◆ WORK TO COMPLETE: Please reproduce every record, keeping each one exactly as written.

***** SOURCE DATA

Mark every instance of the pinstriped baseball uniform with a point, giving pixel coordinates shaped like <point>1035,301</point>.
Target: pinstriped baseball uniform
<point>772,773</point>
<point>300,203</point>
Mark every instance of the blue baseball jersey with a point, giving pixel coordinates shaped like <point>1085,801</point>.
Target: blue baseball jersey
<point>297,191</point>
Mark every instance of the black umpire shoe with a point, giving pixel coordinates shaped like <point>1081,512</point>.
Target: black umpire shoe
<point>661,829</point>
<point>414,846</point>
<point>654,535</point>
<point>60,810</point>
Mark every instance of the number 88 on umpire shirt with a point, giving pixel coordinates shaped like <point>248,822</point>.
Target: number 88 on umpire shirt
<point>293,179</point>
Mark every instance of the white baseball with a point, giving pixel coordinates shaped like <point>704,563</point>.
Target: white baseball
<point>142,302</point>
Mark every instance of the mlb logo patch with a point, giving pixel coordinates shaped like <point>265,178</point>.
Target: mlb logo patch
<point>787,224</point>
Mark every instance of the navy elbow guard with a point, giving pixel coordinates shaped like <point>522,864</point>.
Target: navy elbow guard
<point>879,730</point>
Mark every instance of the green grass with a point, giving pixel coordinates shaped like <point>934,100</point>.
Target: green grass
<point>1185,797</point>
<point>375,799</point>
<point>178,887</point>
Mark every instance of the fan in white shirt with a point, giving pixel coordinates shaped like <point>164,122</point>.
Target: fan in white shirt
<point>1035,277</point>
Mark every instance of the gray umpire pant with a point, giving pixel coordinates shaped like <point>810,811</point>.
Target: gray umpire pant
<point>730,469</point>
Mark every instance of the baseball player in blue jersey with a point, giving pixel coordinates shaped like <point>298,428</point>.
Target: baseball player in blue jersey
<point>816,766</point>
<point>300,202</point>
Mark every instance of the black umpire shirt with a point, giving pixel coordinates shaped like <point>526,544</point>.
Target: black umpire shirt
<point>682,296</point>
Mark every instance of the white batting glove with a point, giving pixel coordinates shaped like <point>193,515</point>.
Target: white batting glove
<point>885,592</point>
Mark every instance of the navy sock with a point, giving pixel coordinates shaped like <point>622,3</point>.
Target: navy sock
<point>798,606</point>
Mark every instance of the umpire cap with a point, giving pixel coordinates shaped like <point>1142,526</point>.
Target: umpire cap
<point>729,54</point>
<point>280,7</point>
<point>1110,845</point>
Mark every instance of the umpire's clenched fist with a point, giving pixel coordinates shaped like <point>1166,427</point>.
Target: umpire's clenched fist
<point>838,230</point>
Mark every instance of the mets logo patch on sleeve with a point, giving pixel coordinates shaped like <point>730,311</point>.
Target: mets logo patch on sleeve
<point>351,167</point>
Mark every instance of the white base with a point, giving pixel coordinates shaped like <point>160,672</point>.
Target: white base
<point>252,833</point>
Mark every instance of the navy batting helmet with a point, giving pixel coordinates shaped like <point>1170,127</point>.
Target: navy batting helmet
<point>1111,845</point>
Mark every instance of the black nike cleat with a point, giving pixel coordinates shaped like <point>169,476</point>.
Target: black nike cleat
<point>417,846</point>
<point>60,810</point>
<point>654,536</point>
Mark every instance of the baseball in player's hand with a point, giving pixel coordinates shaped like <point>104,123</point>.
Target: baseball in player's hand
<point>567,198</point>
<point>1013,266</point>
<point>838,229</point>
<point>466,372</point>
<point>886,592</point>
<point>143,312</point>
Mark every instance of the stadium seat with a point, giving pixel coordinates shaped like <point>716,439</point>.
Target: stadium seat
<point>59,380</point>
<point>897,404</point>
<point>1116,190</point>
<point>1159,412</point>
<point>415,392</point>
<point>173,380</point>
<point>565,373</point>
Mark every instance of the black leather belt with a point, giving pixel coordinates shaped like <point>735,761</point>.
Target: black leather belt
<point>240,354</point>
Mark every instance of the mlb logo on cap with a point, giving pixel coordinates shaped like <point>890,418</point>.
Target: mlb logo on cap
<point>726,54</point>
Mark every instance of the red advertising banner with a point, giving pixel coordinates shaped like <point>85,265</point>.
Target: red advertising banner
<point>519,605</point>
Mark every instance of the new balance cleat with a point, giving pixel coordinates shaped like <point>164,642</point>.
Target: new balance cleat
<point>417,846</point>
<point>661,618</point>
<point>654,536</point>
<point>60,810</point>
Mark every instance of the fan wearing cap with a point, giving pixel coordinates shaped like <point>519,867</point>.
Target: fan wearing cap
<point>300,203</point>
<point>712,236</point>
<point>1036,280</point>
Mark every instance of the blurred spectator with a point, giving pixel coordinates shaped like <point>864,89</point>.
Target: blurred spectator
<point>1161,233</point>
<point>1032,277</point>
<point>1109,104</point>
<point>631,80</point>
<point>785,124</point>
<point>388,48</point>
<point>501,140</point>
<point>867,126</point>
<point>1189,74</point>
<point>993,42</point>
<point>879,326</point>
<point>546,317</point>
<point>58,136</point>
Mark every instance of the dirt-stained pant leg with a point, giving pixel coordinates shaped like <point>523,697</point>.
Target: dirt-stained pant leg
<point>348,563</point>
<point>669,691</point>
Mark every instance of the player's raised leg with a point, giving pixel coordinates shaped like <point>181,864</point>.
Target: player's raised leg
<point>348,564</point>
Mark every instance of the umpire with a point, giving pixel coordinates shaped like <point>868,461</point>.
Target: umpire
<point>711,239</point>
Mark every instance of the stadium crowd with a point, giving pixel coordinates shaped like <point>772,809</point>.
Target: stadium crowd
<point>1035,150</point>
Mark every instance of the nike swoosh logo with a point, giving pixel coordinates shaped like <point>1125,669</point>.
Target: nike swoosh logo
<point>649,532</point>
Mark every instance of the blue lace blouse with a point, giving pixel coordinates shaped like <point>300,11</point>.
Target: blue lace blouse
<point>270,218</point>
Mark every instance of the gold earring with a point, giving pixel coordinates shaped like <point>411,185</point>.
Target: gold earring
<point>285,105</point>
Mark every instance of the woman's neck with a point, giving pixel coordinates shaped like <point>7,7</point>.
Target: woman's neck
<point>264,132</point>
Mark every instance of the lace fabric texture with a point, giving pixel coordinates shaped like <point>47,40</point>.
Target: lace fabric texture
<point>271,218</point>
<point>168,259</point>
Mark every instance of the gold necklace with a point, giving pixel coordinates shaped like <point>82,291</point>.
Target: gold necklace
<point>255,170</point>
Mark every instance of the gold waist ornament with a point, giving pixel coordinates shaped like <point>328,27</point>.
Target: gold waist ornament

**********

◆ EXERCISE OUTPUT:
Mark every instance of the pinstriped baseball uniform with a point, giving pixel coordinates shaped like <point>1035,301</point>.
Target: pinstriped baseball uniform
<point>772,773</point>
<point>300,203</point>
Mark every instance of the blue baseball jersey with a point, giving pixel coordinates shaped like <point>1085,801</point>.
Target: blue baseball jersey
<point>297,191</point>
Mark every instance of the black umpire shoe with a point, giving pixel coordinates shaped like <point>1081,512</point>.
Target: black umpire shoe
<point>661,829</point>
<point>414,846</point>
<point>654,535</point>
<point>60,810</point>
Mark every instance of the number 88 on umpire shirt with a point, giving pixel coordinates shaped like <point>248,822</point>.
Target: number 88 on umpire shirt
<point>293,179</point>
Mark every instance of the white baseball with a point, giving pixel coordinates shaped like <point>704,563</point>.
Target: white baseball
<point>142,302</point>
Mark every instance of the mlb logo patch with a point, giving pixel coordinates shaped like <point>265,178</point>.
Target: mlb logo patch
<point>787,224</point>
Mark every instance of the navy elbow guard with a point, giving pixel coordinates shaped like <point>522,864</point>.
Target: navy elbow guard
<point>879,730</point>
Mark every instance of the green grass with a point, giving pixel coordinates shaped like <point>934,100</point>.
Target: green grass
<point>1185,797</point>
<point>375,799</point>
<point>178,887</point>
Mark every instance of the fan in white shirt with a point, giving pixel coordinates shaped like <point>164,122</point>.
Target: fan in white shirt
<point>1035,277</point>
Mark every instance of the gray umpire pant with a point, giving pixel coordinates shaped like <point>810,811</point>.
Target: gray umpire pant
<point>730,469</point>
Mark every instance of the baseball player in blue jersey with a point, giving pixel coordinates shaped like <point>298,428</point>.
Target: baseball player in blue jersey
<point>816,766</point>
<point>300,202</point>
Mark every instance of the black umpire shirt with a point, giving pixel coordinates shaped like <point>526,544</point>.
Target: black umpire shirt
<point>682,296</point>
Mark every instance of the white batting glove with a point, giving pixel coordinates shaped like <point>193,515</point>.
Target: white batting glove
<point>885,592</point>
Mark every instance of the navy sock with a point, giving pixel coordinates shaped like <point>622,3</point>.
Target: navy sock
<point>798,606</point>
Mark every instance of the umpire cap with a point, giving pixel coordinates shaped like <point>1142,526</point>.
Target: umpire cap
<point>729,54</point>
<point>280,7</point>
<point>1110,845</point>
Mark every instance of the umpire's clenched fist with a point, giving pixel coordinates shaped like <point>1166,427</point>.
Target: umpire's clenched fist
<point>838,230</point>
Mark every instance of the mets logo patch on sleeve with a point, giving pixel coordinates shaped like <point>730,311</point>.
Target: mets logo patch on sleeve
<point>351,167</point>
Mark every instance of the white base with a point, giving pixel coordinates shaped like <point>160,672</point>.
Target: white base
<point>252,833</point>
Mark every instance of the navy batting helmet with a point, giving pixel coordinates shaped like <point>1170,127</point>.
Target: navy batting helmet
<point>1111,845</point>
Mark every instance of the black nike cleat with a point, giving pixel coordinates shaped like <point>169,476</point>.
Target: black nike cleat
<point>417,846</point>
<point>60,810</point>
<point>654,536</point>
Mark every instance of the baseball in player's hand with a point, giving pixel coordinates shaped like <point>104,123</point>.
Target: baseball in player's hand
<point>567,198</point>
<point>1013,266</point>
<point>838,229</point>
<point>466,372</point>
<point>886,592</point>
<point>143,312</point>
Mark every instance of the stadium seat with a point, giving pixel coordinates shaped like <point>716,439</point>.
Target: stadium seat
<point>59,380</point>
<point>897,404</point>
<point>1116,190</point>
<point>1159,412</point>
<point>415,392</point>
<point>173,380</point>
<point>565,373</point>
Mark every instance of the black leather belt with a point, giving pixel coordinates shaped like <point>735,761</point>.
Target: black leather belt
<point>240,354</point>
Mark every instance of the mlb logo on cap with a point, giving pixel coordinates shaped like <point>890,418</point>.
Target: mlb logo on cap
<point>726,54</point>
Mark every instance of the red advertising banner with a point, giving pixel coordinates shaped like <point>85,265</point>.
Target: red advertising banner
<point>519,605</point>
Mark every instance of the new balance cleat with a point, giving pixel coordinates shaped like <point>164,642</point>.
Target: new balance cleat
<point>417,846</point>
<point>661,618</point>
<point>654,536</point>
<point>60,810</point>
Mark every instance of the fan wearing cap with a point, giving pixel coordinates shaped like <point>519,867</point>.
Target: fan wearing cap
<point>300,203</point>
<point>712,236</point>
<point>1036,280</point>
Mark every instance of the blurred spectator with a point, giving pixel coordinates shaped like <point>864,89</point>.
Target: blurred spectator
<point>1161,233</point>
<point>1032,277</point>
<point>1109,104</point>
<point>631,80</point>
<point>785,124</point>
<point>388,48</point>
<point>501,140</point>
<point>867,126</point>
<point>1189,74</point>
<point>993,42</point>
<point>879,326</point>
<point>546,317</point>
<point>58,136</point>
Mark every instance of the dirt-stained pant leg with a point, giving pixel coordinates shaped like <point>523,697</point>.
Target: dirt-stained pant leg
<point>348,563</point>
<point>669,691</point>
Mark every instance of the player's raised leg with a point, giving pixel coordinates shaped like <point>181,864</point>.
Target: player's raised leg
<point>348,564</point>
Mark every instance of the umpire with a point, giving pixel coordinates shaped like <point>868,461</point>.
Target: umpire
<point>711,239</point>
Mark every instance of the stadium crowd with a point, giving pixel coordinates shaped like <point>772,809</point>.
Target: stadium crowd
<point>1035,150</point>
Mark every instance of the nike swoosh logo with a point, giving pixel coordinates shaped like <point>1125,669</point>.
Target: nike swoosh logo
<point>649,532</point>
Mark every instance of the blue lace blouse with a point, giving pixel coordinates shaped like <point>300,11</point>.
Target: blue lace blouse
<point>270,218</point>
Mark every instance of the gold earring with a point, giving pixel coordinates shaped like <point>411,185</point>.
Target: gold earring
<point>285,105</point>
Mark every instance of the woman's neck with a point, giving pixel coordinates shaped like <point>7,7</point>.
Target: woman's neck
<point>264,132</point>
Mark every instance of the lace fabric texture with a point, giving pixel coordinates shaped like <point>47,40</point>.
Target: lace fabric texture
<point>271,218</point>
<point>168,259</point>
Mark every instance of the gold necklace with a point, giving pixel coordinates shaped like <point>82,291</point>.
Target: gold necklace
<point>255,170</point>
Mark every instance of the gold waist ornament with a point, giving pixel coordinates shaped like <point>328,27</point>.
Target: gold waist ornament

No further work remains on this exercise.